- SHORT PROBLEM -
Set down the material below word for word, excluding the pictures.

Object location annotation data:

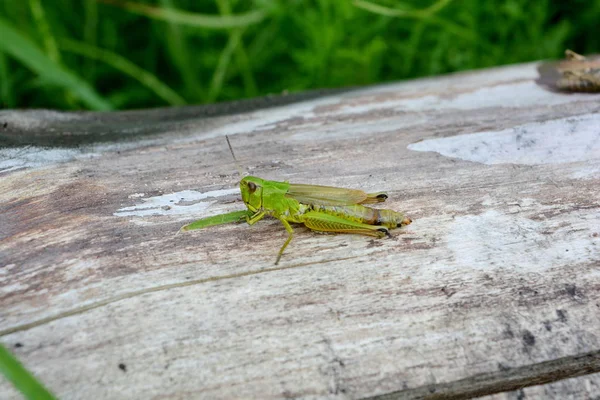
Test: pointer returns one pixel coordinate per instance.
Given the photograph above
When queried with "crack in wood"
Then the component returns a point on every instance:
(504, 380)
(125, 296)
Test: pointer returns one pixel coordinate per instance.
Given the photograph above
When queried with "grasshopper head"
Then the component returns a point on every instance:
(251, 188)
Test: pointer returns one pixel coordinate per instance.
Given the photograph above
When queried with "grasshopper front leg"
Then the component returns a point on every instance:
(289, 239)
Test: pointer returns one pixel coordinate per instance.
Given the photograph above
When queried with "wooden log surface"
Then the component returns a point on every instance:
(492, 290)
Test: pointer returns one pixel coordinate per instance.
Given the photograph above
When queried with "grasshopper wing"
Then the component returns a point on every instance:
(332, 196)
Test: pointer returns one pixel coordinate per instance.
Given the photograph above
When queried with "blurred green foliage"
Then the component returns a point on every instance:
(102, 54)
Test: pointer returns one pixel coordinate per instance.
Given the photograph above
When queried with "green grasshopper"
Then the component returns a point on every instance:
(319, 208)
(579, 74)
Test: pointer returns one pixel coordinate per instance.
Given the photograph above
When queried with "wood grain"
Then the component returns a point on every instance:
(498, 272)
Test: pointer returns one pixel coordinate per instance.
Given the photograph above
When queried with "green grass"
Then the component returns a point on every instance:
(22, 379)
(113, 54)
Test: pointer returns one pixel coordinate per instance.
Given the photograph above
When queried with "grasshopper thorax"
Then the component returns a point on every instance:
(252, 189)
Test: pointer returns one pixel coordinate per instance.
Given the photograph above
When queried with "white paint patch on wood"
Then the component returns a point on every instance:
(557, 141)
(494, 240)
(175, 203)
(12, 159)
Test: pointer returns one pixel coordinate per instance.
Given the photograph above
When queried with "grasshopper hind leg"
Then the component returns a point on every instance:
(322, 222)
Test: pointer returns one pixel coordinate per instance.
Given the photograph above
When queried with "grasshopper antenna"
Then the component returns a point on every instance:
(240, 171)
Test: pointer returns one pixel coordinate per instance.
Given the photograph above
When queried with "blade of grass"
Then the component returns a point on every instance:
(428, 14)
(243, 63)
(125, 66)
(23, 49)
(177, 46)
(216, 82)
(22, 379)
(7, 98)
(191, 19)
(39, 17)
(90, 34)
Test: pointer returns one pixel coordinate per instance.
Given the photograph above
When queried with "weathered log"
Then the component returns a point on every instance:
(498, 271)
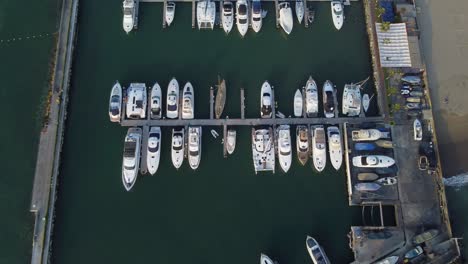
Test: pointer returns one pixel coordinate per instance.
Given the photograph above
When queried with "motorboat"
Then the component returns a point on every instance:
(263, 149)
(154, 149)
(115, 103)
(284, 147)
(194, 146)
(300, 10)
(264, 259)
(131, 157)
(316, 252)
(373, 161)
(242, 16)
(351, 105)
(156, 102)
(286, 20)
(129, 17)
(335, 147)
(136, 101)
(337, 14)
(319, 152)
(298, 103)
(368, 134)
(231, 141)
(172, 107)
(227, 16)
(170, 12)
(302, 144)
(328, 100)
(206, 14)
(188, 102)
(256, 17)
(266, 100)
(311, 98)
(177, 147)
(417, 130)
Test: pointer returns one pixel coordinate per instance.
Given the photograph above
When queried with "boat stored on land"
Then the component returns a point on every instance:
(115, 103)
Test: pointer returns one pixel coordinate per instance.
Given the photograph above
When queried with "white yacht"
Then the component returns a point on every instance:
(266, 101)
(170, 12)
(206, 14)
(286, 20)
(337, 14)
(328, 99)
(136, 101)
(302, 144)
(284, 147)
(131, 157)
(231, 141)
(177, 148)
(115, 103)
(298, 103)
(227, 16)
(335, 148)
(129, 10)
(311, 98)
(316, 252)
(154, 149)
(194, 145)
(172, 106)
(300, 10)
(242, 16)
(156, 103)
(319, 152)
(188, 102)
(256, 16)
(263, 149)
(373, 161)
(352, 100)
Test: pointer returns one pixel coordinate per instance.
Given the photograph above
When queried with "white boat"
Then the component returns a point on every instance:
(136, 101)
(266, 100)
(284, 147)
(154, 149)
(311, 98)
(231, 141)
(156, 102)
(319, 152)
(373, 161)
(351, 100)
(328, 99)
(316, 252)
(129, 10)
(335, 148)
(131, 157)
(242, 16)
(206, 14)
(256, 16)
(177, 147)
(302, 144)
(170, 12)
(368, 134)
(172, 106)
(337, 14)
(188, 102)
(298, 103)
(115, 103)
(263, 149)
(300, 10)
(417, 130)
(227, 16)
(286, 20)
(194, 145)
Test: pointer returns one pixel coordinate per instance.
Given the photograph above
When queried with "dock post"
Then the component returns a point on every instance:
(211, 102)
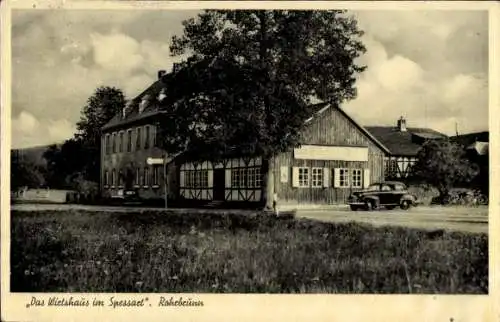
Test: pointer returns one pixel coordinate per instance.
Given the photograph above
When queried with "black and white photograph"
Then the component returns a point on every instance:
(248, 151)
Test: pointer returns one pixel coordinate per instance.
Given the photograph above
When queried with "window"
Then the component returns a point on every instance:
(106, 178)
(391, 167)
(114, 142)
(120, 178)
(146, 139)
(157, 133)
(138, 139)
(137, 176)
(129, 140)
(317, 177)
(303, 177)
(120, 144)
(156, 176)
(356, 178)
(344, 177)
(196, 179)
(107, 146)
(146, 177)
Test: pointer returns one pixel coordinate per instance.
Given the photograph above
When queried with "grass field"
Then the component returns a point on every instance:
(167, 252)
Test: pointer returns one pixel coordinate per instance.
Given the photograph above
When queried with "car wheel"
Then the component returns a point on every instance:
(405, 204)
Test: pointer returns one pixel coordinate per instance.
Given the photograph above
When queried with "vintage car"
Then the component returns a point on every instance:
(390, 194)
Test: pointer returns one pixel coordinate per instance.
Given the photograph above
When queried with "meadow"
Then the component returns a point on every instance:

- THE REPLY -
Test: pointer returns one pixel coordinate per instance.
Given the photograph above
When queried with "crack in wood"
Then the component returns a point on every instance:
(504, 380)
(125, 296)
Test: pointer returns one pixel coordinate per instance.
Given the photograph above
When queried with "grasshopper head"
Then the component returns a point on every instance:
(251, 188)
Test: pointer returns one pixel coordinate per instance.
Given the photograph above
When queried with "grasshopper front leg"
Then the component returns a point on every instance:
(289, 239)
Test: pointer returns one pixel coordinate per instance.
Given the photograph above
When queried with "wooden log surface"
Then the component returns a point on every instance:
(492, 290)
Test: pointer returns one pixel coordinate per instance.
Given the photograph above
When queried with "grasshopper wing"
Then the component returns a point on every instance:
(332, 196)
Test: pointer returns one pixel coordinate per instance.
Given the photograph above
When queried with "blurred green foliage"
Then the component returns a point on every instance:
(102, 54)
Test: pointer returns one pixel coordinate per instance.
Given the photograph above
When queried with "green grasshopper"
Then the component returns a point on every instance:
(319, 208)
(579, 74)
Test: pointer returns one pixel coordinate per instance.
Given the photograph above
When queried with "wood grain"
Then the component returns a point on every instance:
(498, 272)
Test: pointer returns one pixel coordinate per instance.
Given the photograph above
When queried with "green grass"
Then the component returns a point on every instance:
(22, 379)
(113, 54)
Test: pointer returns one pixel coordinate per instance.
Given the photograph above
When queried with "grasshopper thorax"
Then the component returns a point on every instance:
(252, 189)
Test: pointer returns one pixel coordinate per instance.
Given the photograph above
When queried with "white paint patch on wood"
Then the component returns a point on every instance:
(557, 141)
(494, 240)
(175, 203)
(12, 159)
Test: pointer returns one pixel coordinate per instance.
Given the photograph above
When queried with "grasshopper hind leg"
Then the component returns a point on every instance:
(322, 222)
Test: pointer returns one pixel coordinate per instance.
Given the photograph above
When queried with "grasshopper antenna"
Then the component returns a point on every instance:
(240, 171)
Test: pointer returns one pixel coordinate per instance.
Given the photograph above
When queried with "blade of grass"
Then the component returns a point on every instance:
(428, 14)
(243, 63)
(125, 66)
(23, 49)
(177, 46)
(216, 82)
(22, 379)
(7, 98)
(191, 19)
(39, 17)
(90, 34)
Test: pointer returns one pixel coordinate per instance.
Given the photograph above
When queried with "weathered log"
Then the component returns a point on every instance:
(498, 271)
Test: pointer returns one pixel coordinate per instance.
Given the photograph above
When queried with "motorboat"
Then the component returns a point on every instance:
(263, 149)
(154, 149)
(115, 103)
(284, 147)
(194, 146)
(300, 10)
(264, 259)
(131, 157)
(316, 252)
(373, 161)
(242, 16)
(351, 105)
(156, 102)
(286, 20)
(129, 17)
(335, 147)
(136, 101)
(337, 14)
(319, 152)
(298, 103)
(368, 134)
(231, 141)
(172, 107)
(227, 16)
(170, 12)
(302, 144)
(328, 100)
(206, 14)
(188, 102)
(256, 17)
(266, 100)
(311, 98)
(177, 147)
(417, 130)
Test: pointer returns one pixel coordinate per instance.
Given the photograph above
When queried with "boat stored on land"
Then the component returns a point on every instance:
(115, 103)
Test: pointer returns one pixel coordinate per instance.
Given the photograph above
When queried with "white yacht"
Then the component returns a point on every instance:
(266, 101)
(170, 12)
(206, 14)
(286, 20)
(337, 14)
(328, 99)
(136, 101)
(302, 144)
(284, 147)
(131, 157)
(231, 141)
(177, 148)
(115, 103)
(298, 103)
(227, 16)
(335, 148)
(129, 10)
(311, 98)
(316, 252)
(154, 149)
(194, 145)
(172, 106)
(300, 10)
(242, 16)
(156, 103)
(319, 152)
(188, 102)
(256, 16)
(263, 149)
(373, 161)
(352, 100)
Test: pointer returns one pixel coordinate per instance.
Given the photograph above
When queried with "white boat"
Then the component returns a point on every instance:
(136, 101)
(266, 100)
(284, 147)
(154, 149)
(311, 98)
(231, 141)
(156, 102)
(319, 152)
(373, 161)
(351, 100)
(328, 99)
(316, 252)
(129, 10)
(335, 148)
(131, 157)
(242, 16)
(206, 14)
(256, 16)
(177, 147)
(302, 144)
(170, 12)
(368, 134)
(172, 106)
(337, 14)
(188, 102)
(298, 103)
(115, 103)
(263, 149)
(300, 10)
(417, 130)
(227, 16)
(286, 20)
(194, 145)
Test: pointer returns one pixel coordinate per instance.
Given the photograph above
When queried with "dock post"
Then the component returns a point on every instance:
(211, 102)
Test: pointer returns one pixel coordinate per instance.
Given the photograph above
When queried with "black and white photograph"
Then the component returns a point on every instance:
(248, 151)
Test: pointer returns one pixel coordinate per instance.
Given the photograph above
When queried with "window"
Then the component returns a point on every instance:
(106, 178)
(391, 167)
(114, 142)
(120, 178)
(146, 139)
(157, 133)
(138, 139)
(137, 176)
(129, 140)
(317, 177)
(303, 177)
(120, 144)
(156, 176)
(356, 178)
(344, 177)
(196, 179)
(107, 146)
(146, 177)
Test: pointer returns one pixel coordinate per instance.
Given the photograph above
When queried with "grass field"
Then the component returns a point on every instance:
(167, 252)
Test: pointer returns one pixel coordinate per instance.
Given the photograph above
When queried with "car wheel"
Then the component returns a point on every instance:
(405, 204)
Test: pointer returns one pixel coordinate per instance.
Given the photograph above
When queried with "vintage car"
Then the component returns a point on every instance:
(390, 194)
Test: pointer returns one pixel coordinate per instance.
Given the photograph above
When queried with "meadow"
Then the component returns a point on every instance:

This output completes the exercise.